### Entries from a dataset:
..............................
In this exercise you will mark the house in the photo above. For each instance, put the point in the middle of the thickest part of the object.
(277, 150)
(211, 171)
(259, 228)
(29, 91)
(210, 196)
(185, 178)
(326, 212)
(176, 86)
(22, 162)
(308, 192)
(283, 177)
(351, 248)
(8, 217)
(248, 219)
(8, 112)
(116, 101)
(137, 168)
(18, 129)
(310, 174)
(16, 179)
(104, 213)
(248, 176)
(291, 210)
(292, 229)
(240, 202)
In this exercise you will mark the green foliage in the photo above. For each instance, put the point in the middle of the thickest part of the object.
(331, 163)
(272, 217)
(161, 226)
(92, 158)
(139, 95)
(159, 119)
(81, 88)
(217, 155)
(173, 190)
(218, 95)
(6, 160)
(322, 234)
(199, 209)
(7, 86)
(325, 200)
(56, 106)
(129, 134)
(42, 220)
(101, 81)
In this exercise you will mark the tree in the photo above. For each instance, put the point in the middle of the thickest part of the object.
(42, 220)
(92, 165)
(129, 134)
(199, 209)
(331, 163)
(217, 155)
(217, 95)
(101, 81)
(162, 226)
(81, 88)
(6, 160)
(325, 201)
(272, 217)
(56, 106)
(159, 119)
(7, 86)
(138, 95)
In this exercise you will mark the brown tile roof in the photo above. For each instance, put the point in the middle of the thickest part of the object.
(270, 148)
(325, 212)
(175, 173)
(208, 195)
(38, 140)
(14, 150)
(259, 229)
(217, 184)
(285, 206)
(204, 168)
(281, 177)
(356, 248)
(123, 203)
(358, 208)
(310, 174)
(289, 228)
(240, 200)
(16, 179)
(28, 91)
..............................
### AIM OF THE TASK:
Extract the lines from the one containing "In this exercise you will mark the green" through the last line above, inclusive, and reproduce them verbatim.

### SOLUTION FOR THIS PROBLEM:
In this exercise you will mark the green foliage in the photo above. For each instance, put the point in the middle of the thickest part of the object.
(331, 163)
(272, 217)
(161, 226)
(92, 158)
(139, 95)
(159, 119)
(81, 88)
(217, 155)
(173, 190)
(218, 95)
(6, 160)
(322, 234)
(199, 209)
(7, 86)
(325, 200)
(56, 106)
(129, 134)
(42, 220)
(101, 81)
In this exercise you will mark the tree in the photo above. For each instance, put the point in the middle of the thickest part of the object.
(42, 220)
(92, 165)
(129, 134)
(199, 209)
(331, 163)
(217, 155)
(217, 95)
(101, 81)
(162, 226)
(81, 88)
(6, 160)
(325, 201)
(272, 217)
(56, 106)
(159, 119)
(7, 86)
(138, 95)
In this exercise you will mark the brown tile roof in the photo above. For each instance, put the point in the middle of the thickest part of the object.
(270, 148)
(325, 212)
(175, 173)
(208, 195)
(38, 140)
(14, 150)
(259, 229)
(217, 184)
(285, 206)
(204, 168)
(281, 177)
(356, 248)
(123, 203)
(358, 208)
(310, 174)
(289, 228)
(240, 200)
(16, 179)
(28, 91)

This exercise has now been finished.